==== Provided passage ====

From 72e293263165cc08f10193a5f786ce084be41d4a Mon Sep 17 00:00:00 2001
From: Pedro Almeida <pedroalmeida.415@gmail.com>
Date: Thu, 12 Mar 2026 02:35:59 -0300
Subject: [PATCH 2/6] fix: CLI tests missing new "num_workers" param

---
 tests/unit/test_cli.py | 2 +-
 1 file changed, 1 insertion(+), 1 deletion(-)

diff --git a/tests/unit/test_cli.py b/tests/unit/test_cli.py
index 4ed37d7..ef2cdea 100644
--- a/tests/unit/test_cli.py
+++ b/tests/unit/test_cli.py
@@ -28,7 +28,7 @@ def common_expected_args():
         "mdx_params": {"hop_length": 1024, "segment_size": 256, "overlap": 0.25, "batch_size": 1, "enable_denoise": False},
         "vr_params": {"batch_size": 1, "window_size": 512, "aggression": 5, "enable_tta": False, "enable_post_process": False, "post_process_threshold": 0.2, "high_end_process": False},
         "demucs_params": {"segment_size": "Default", "shifts": 2, "overlap": 0.25, "segments_enabled": True},
-        "mdxc_params": {"segment_size": 256, "batch_size": 1, "overlap": 8, "override_model_segment_size": False, "pitch_shift": 0},
+        "mdxc_params": {"segment_size": 256, "batch_size": 1, "overlap": 8, "override_model_segment_size": False, "pitch_shift": 0, "num_workers": 0},
     }
 
 

From 0bb3d1b0e4e1443bf6433ce54dd54f4e9d9f14dc Mon Sep 17 00:00:00 2001
From: Pedro Almeida <pedroalmeida.415@gmail.com>
Date: Thu, 12 Mar 2026 02:37:59 -0300
Subject: [PATCH 3/6] chore: add docstring documentation to new RoformerDataset
 class and its methods

---
 .../separator/architectures/mdxc_separator.py | 33 +++++++++++++++++--
 1 file changed, 31 insertions(+), 2 deletions(-)

diff --git a/audio_separator/separator/architectures/mdxc_separator.py b/audio_separator/separator/architectures/mdxc_separator.py
index 1b4631c..82e8c79 100644
--- a/audio_separator/separator/architectures/mdxc_separator.py
+++ b/audio_separator/separator/architectures/mdxc_separator.py
@@ -15,26 +15,55 @@
 
 
 class RoformerDataset(Dataset):
+    """
+    Dataset for handling Roformer audio chunks.
+    It splits the audio mix into configurable chunks with a specified step size.
+    """
+
     def __init__(self, mix, chunk_size, step):
+        """
+        Initializes the RoformerDataset.
+
+        Args:
+            mix (np.ndarray): The audio mix to be processed.
+            chunk_size (int): The size of each chunk.
+            step (int): The step size between chunks.
+        """
         self.mix = mix
         self.chunk_size = chunk_size
         self.step = step
         self.indices = list(range(0, mix.shape[1], step))
 
     def __len__(self):
+        """
+        Returns the number of chunks in the dataset.
+
+        Returns:
+            int: The number of chunks.
+        """
         return len(self.indices)
 
     def __getitem__(self, idx):
+        """
+        Gets a chunk from the dataset by index.
+
+        Args:
+            idx (int): The index of the chunk.
+
+        Returns:
+            tuple: A tuple containing the chunk (np.ndarray), the start index (int), and the length (int).

====

__Task instructions__:
1. In the patch text, what value does the new "num_workers" parameter get in the CLI test's "mdxc_params"?
2. Rewrite the patch text from "return len(self.indices)" to "of the chunk.", putting "Retrieves" in place of "Gets".
3. Pick up the patch text where it stops and continue it.

==== Source excerpt ====

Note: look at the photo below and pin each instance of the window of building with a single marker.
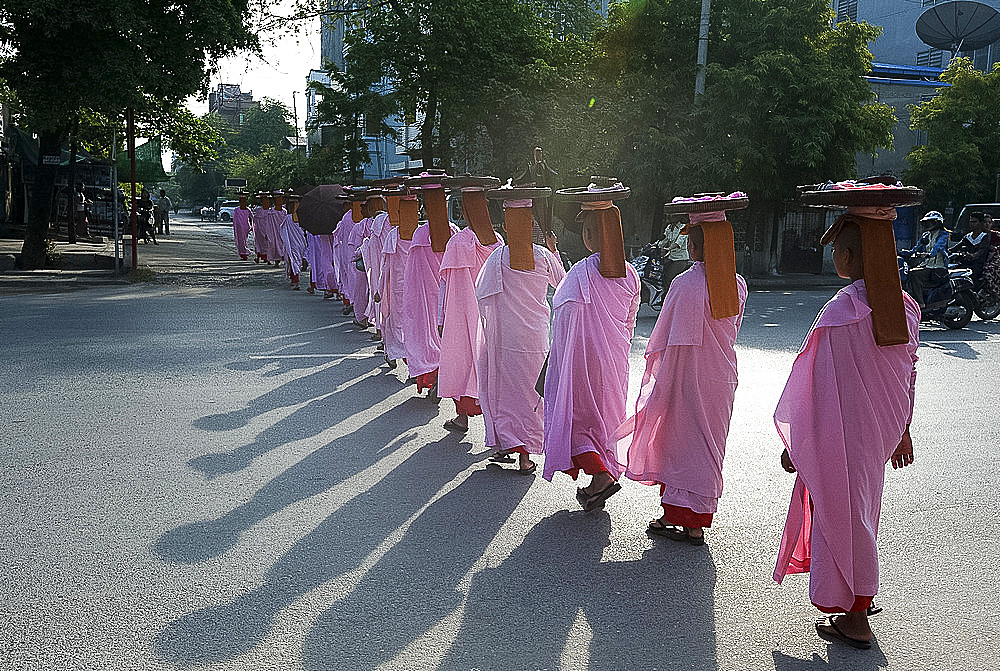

====

__Results__:
1. 0

2.
return len(self.indices)
 
     def __getitem__(self, idx):
+        """
+        Retrieves a chunk from the dataset by index.
+
+        Args:
+            idx (int): The index of the chunk.

3.
+        """
         start_idx = self.indices[idx]
         part = self.mix[:, start_idx : start_idx + self.chunk_size]
         length = part.shape[-1]
 
         # We need to handle the last chunk where part is smaller than chunk_size
-        if start_idx + self.chunk_size > self.mix.shape[1]:
+        if length < self.chunk_size and self.mix.shape[1] >= self.chunk_size:
             # Take the last chunk_size from the end
             part = self.mix[:, -self.chunk_size :]
             length = self.chunk_size
             start_idx = self.mix.shape[1] - self.chunk_size
+        # If mix is shorter than chunk_size, keep original part and length
 
         return part, start_idx, length
 
@@ -351,7 +380,7 @@ def demix(self, mix: np.ndarray) -> dict:
                     parts = parts.to(device)
                     xs = self.model_run(parts)
 
-                    for b in range(len(xs)):
+                    for b in range(xs.shape[0]):
                         x = xs[b].cpu()
                         start_idx = start_idxs[b].item()
                         length = lengths[b].item()

From 75a7c5efce8ba64e8b7d1d6c134e96b3956542a9 Mon Sep 17 00:00:00 2001
From: Pedro Almeida <pedroalmeida.415@gmail.com>
Date: Thu, 12 Mar 2026 13:08:37 -0300
Subject: [PATCH 4/6] fix: optimize Roformer scheduling and batch D2H transfers

- Refactor RoformerDataset to calculate tail-window remapping during initialization.
- Fix an issue where the final audio chunk was duplicated when the tail start fell exactly on a step boundary.
- Optimize MDXCSeparator inference by moving device-to-host transfers (.cpu()) outside the per-sample loop.
- Batch the D2H copies to reduce synchronization overhead and improve processing speed.
- Simplify RoformerDataset.__getitem__ to remove redundant re-calculation logic.
---
 .../separator/architectures/mdxc_separator.py | 26 +++++++++++--------
 1 file changed, 15 insertions(+), 11 deletions(-)

diff --git a/audio_separator/separator/architectures/mdxc_separator.py b/audio_separator/separator/architectures/mdxc_separator.py
index 82e8c79..819dd0a 100644
--- a/audio_separator/separator/architectures/mdxc_separator.py
+++ b/audio_separator/separator/architectures/mdxc_separator.py
@@ -32,7 +32,19 @@ def __init__(self, mix, chunk_size, step):
         self.mix = mix
         self.chunk_size = chunk_size
         self.step = step
-        self.indices = list(range(0, mix.shape[1], step))
+
+        indices = list(range(0, mix.shape[1], step))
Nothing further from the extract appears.